SHORT TASK 1 ->
Reproduce the location labeling records below word for word, leaving out the pictures.

What is important here is that we have no detection (as was the case in Monaco et al. 2010, as well), with upper limits in the range A(Li) = 1.0 to 1.7, depending on Teff. In subgiants with these temperatures Li is expected to be slightly depleted with respect to the Spite plateau (Ryan & Deliyannis 1998; Mucciarelli et al. 2011), but still detectable precisely in the above abundance range, with a well defined “Li-ridge” (see Fig. 4 of Ryan & Deliyannis 1998). Our upper limits suggest that the SGB-a Li abundance is below the standard “Li-ridge”. Thus the absence of any Li detection in our sample of SGB-a stars provides indirect support to the notion that these stars are indeed He-rich.

Deeper observations of the hottest stars of the sample would be desirable to see if any Li is at all detectable. A measured Li abundance would provide a very strong constraint on the amount of Li-free material to be mixed with Li-normal material at the time of the star formation. In turn this would provide the necessary He abundance of the He-rich material in order to obtain the total He abundance implied by the CMD and abundance information of the main sequences. This would place strong constraints on the stars responsible for the nuclear processing. In the chemical evolution model of Romano et al. (2010), He is provided mostly by massive AGB stars (4−5 M), and the He-rich stars are formed from almost pure AGB ejecta. This material would certainly be Li-free, thus a detection of Li in the He-rich sub-populations, even at a low level, could rule out this scenario.

4.3. α-elements

There were half a dozen measurable Ca lines in our spectra, complemented by one single Si line and by 3–4 Ti I and Ti II lines, that we averaged together to produce [Ti/Fe]. Calcium and titanium appear to agree with previous literature estimates, being  ⟨[Ca/Fe]⟩  =  + 0.26 ± 0.16 dex, and  ⟨[Ti/Fe]⟩  =  + 0.45 ± 0.12 dex. As discussed in Sect. 1, while the 0.2 − 0.3 dex decrease in α-enhancement initially found by Pancino et al. (2002) and Origlia et al. (2003) is not confirmed by more recent studies quantitatively, nevertheless a decrease of 0.1 dex approximately can be seen in all sufficiently sampled studies (Norris & Da Costa 1995; Smith 2004; Pancino 2004; Johnson & Pilachowski 2010), and is indeed present in our data.

The lone Si line in our spectral range, at 6721.85 Å, has a theoretically computed log gf (Kurucz 1973), rather than measured in laboratory. In the abundance analysis of the Sun performed by Pancino et al. (2010) with the same models, the same code, and the same initial linelist and log gf system, this line gave an overestimated Si abundance by 0.19 dex. Therefore, the [Si/Fe] values of Table 3 have been lowered by that amount in Fig. 4, and they appear to agree with the Johnson & Pilachowski (2010) data, within the uncertainties.

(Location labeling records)
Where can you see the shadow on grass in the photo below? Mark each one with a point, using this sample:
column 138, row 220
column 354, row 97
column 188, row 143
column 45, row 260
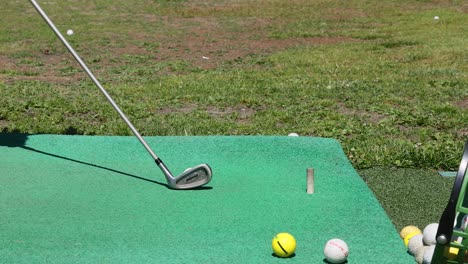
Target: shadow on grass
column 18, row 140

SHORT TASK 2 ->
Answer these questions from the stellar abundance text above:
(a) What range of upper limits on A(Li) was found?
(b) In the chemical evolution model of Romano et al. (2010), what mostly provides the He?
(c) By how much were the [Si/Fe] values of Table 3 lowered in Fig. 4?

TASK RESPONSE 1 ->
Where can you see the shadow on grass in the photo below? Mark each one with a point, using this sample:
column 138, row 220
column 354, row 97
column 188, row 143
column 45, row 260
Target: shadow on grass
column 18, row 140

TASK RESPONSE 2 ->
(a) A(Li) = 1.0 to 1.7, depending on Teff.
(b) Massive AGB stars.
(c) By 0.19 dex.